WHAT THE TASK REQUIRES: Count the lines in the items below that contain the string "white". Give only the number.

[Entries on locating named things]
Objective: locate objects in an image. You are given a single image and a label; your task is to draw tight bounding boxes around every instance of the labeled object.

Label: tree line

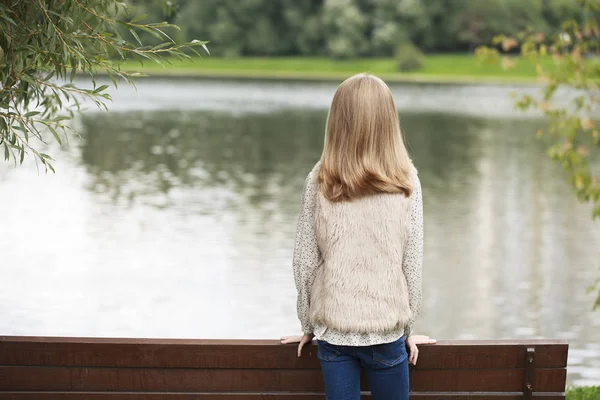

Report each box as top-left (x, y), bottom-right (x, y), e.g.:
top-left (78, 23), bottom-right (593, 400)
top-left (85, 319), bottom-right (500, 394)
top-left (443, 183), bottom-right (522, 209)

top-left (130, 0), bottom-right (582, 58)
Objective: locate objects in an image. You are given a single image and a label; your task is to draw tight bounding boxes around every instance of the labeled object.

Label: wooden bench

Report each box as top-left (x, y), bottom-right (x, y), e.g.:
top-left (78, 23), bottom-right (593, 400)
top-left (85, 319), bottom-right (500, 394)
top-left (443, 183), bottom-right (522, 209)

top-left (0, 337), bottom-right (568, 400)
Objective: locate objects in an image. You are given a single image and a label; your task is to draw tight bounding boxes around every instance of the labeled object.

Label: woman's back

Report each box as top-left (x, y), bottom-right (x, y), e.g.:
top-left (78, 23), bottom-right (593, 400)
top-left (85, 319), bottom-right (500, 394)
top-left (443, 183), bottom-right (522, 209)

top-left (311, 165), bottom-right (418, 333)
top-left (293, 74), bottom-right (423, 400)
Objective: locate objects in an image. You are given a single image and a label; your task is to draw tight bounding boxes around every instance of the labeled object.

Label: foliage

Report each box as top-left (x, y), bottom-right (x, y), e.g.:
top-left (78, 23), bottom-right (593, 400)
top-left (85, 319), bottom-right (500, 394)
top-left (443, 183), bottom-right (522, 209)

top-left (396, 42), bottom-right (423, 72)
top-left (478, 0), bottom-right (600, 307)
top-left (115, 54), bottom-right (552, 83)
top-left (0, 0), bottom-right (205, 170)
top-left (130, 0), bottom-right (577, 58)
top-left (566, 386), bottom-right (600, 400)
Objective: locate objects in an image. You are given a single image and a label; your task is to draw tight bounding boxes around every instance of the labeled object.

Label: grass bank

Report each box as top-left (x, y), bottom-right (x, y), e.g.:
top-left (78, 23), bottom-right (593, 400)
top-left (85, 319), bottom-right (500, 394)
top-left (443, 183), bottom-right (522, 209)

---

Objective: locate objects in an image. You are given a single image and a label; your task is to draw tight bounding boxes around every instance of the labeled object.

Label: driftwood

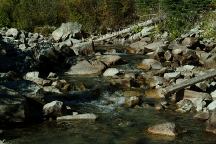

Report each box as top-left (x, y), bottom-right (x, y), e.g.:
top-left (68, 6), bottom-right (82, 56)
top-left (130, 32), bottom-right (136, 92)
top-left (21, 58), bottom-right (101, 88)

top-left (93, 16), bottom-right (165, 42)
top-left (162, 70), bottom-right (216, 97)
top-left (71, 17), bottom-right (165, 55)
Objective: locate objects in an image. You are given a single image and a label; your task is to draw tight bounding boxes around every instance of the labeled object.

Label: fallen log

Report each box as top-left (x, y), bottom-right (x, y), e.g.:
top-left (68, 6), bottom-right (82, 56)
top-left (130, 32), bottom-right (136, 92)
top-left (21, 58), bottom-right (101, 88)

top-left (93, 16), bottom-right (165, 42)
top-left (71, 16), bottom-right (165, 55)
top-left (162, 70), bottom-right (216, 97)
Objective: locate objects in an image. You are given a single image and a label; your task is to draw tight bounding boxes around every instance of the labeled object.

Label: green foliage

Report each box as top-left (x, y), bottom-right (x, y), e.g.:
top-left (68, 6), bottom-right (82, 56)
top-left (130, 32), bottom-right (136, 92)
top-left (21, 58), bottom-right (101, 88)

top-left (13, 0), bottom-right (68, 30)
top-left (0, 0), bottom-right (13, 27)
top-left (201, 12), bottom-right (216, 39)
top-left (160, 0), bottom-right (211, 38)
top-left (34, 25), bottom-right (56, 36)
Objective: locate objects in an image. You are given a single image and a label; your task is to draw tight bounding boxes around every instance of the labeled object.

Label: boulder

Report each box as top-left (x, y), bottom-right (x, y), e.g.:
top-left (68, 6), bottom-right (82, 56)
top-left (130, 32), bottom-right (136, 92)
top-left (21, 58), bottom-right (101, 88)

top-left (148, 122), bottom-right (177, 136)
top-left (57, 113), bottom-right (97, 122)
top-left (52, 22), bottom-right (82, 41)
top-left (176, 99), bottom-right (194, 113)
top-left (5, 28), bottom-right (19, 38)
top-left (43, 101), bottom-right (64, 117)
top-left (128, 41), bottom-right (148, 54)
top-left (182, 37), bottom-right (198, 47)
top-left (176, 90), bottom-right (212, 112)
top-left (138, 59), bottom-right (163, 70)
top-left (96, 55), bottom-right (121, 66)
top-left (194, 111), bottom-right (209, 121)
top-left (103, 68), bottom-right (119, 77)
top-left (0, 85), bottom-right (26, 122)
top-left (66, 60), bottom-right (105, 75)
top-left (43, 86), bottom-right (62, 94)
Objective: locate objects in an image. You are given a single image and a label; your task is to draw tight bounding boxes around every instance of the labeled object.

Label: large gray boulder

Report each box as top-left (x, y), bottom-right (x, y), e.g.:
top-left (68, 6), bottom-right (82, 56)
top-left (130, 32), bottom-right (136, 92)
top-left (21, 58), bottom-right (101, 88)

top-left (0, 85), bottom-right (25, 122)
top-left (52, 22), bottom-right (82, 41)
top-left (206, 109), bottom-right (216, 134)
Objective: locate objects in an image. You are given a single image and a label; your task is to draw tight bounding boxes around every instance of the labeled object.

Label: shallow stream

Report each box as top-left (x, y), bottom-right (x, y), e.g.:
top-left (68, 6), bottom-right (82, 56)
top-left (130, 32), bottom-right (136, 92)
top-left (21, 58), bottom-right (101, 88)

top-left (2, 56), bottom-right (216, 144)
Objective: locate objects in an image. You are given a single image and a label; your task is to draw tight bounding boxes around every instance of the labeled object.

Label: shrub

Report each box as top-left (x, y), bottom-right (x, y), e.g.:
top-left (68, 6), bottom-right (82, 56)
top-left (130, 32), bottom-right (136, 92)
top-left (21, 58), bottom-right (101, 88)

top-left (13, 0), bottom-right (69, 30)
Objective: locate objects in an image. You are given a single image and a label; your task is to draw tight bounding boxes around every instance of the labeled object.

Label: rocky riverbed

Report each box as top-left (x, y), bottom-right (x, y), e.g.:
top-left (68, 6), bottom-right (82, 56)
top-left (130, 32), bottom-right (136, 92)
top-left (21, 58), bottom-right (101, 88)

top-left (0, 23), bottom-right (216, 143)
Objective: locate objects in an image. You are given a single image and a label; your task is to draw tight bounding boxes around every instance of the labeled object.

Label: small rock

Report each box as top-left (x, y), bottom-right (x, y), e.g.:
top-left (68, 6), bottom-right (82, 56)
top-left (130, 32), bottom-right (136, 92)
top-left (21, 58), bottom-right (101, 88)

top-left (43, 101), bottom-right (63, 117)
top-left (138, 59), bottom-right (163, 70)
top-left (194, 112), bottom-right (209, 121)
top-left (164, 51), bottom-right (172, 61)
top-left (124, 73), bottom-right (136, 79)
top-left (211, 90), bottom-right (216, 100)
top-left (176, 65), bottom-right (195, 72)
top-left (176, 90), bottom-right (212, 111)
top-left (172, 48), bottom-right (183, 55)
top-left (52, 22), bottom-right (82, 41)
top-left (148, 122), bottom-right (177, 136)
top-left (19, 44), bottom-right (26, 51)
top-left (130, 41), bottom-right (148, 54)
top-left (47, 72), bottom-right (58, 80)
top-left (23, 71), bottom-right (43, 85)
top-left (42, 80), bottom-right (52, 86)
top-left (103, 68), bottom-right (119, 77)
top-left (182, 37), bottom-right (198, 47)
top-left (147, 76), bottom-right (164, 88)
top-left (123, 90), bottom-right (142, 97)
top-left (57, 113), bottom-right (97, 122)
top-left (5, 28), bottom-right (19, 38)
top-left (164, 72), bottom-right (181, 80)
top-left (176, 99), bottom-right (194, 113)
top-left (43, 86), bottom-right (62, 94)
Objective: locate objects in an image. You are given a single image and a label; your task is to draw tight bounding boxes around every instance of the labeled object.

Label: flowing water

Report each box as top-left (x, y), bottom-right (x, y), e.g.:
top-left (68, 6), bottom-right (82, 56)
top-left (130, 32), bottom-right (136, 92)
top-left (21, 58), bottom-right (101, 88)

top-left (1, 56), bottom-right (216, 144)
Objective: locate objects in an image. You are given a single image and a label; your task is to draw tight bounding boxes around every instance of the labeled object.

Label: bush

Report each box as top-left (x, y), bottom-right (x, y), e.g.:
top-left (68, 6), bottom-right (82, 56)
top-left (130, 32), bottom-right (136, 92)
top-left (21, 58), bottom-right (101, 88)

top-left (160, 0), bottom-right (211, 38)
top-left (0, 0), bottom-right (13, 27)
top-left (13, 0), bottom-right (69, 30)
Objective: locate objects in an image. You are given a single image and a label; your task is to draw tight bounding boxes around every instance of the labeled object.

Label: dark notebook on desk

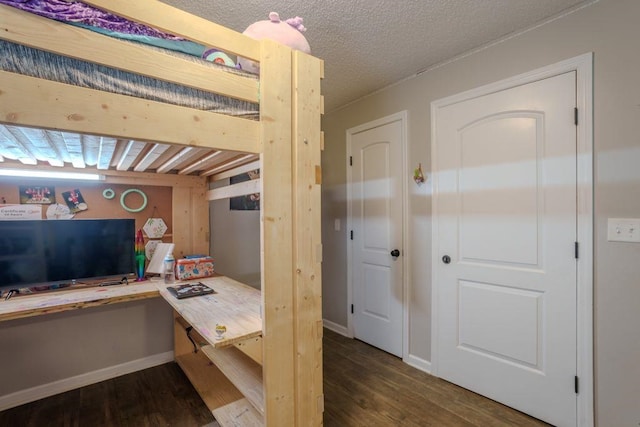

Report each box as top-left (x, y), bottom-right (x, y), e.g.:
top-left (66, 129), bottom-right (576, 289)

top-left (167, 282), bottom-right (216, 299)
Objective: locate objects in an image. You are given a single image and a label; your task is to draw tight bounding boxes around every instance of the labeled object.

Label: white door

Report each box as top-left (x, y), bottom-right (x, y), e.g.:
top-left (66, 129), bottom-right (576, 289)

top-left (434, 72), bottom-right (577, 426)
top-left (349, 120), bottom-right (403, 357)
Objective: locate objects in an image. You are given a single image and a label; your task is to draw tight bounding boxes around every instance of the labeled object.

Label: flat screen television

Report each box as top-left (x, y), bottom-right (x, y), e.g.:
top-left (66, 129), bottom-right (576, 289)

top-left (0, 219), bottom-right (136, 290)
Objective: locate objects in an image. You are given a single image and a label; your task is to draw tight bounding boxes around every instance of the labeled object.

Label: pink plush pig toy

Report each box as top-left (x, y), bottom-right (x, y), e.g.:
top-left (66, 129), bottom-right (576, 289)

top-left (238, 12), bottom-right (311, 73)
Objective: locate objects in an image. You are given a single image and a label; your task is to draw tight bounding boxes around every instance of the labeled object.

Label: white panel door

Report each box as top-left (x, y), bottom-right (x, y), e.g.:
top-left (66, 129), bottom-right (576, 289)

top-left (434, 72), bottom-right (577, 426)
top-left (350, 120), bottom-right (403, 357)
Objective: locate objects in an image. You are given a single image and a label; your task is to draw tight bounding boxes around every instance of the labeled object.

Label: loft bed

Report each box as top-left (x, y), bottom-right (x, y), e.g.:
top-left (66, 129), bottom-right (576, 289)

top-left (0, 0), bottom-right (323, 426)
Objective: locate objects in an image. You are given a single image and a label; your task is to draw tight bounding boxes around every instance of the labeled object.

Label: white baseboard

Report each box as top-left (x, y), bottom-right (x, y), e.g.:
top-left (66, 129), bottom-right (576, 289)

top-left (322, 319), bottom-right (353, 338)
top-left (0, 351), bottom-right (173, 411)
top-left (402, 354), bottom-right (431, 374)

...

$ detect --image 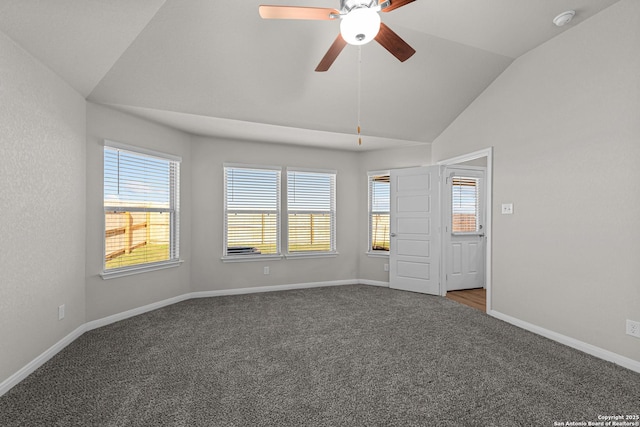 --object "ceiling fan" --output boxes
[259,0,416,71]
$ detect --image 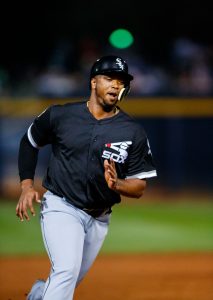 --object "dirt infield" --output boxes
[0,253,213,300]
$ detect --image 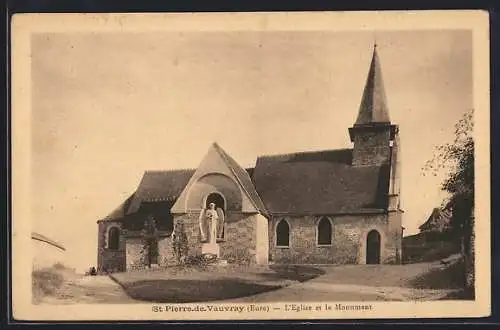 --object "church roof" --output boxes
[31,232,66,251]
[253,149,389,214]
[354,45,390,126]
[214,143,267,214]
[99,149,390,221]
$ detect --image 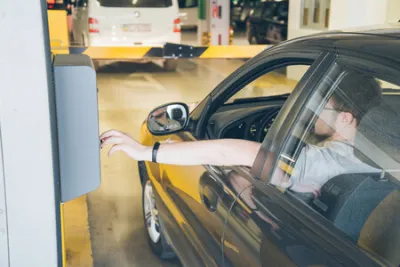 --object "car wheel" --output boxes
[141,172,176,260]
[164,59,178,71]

SOLUTION: 3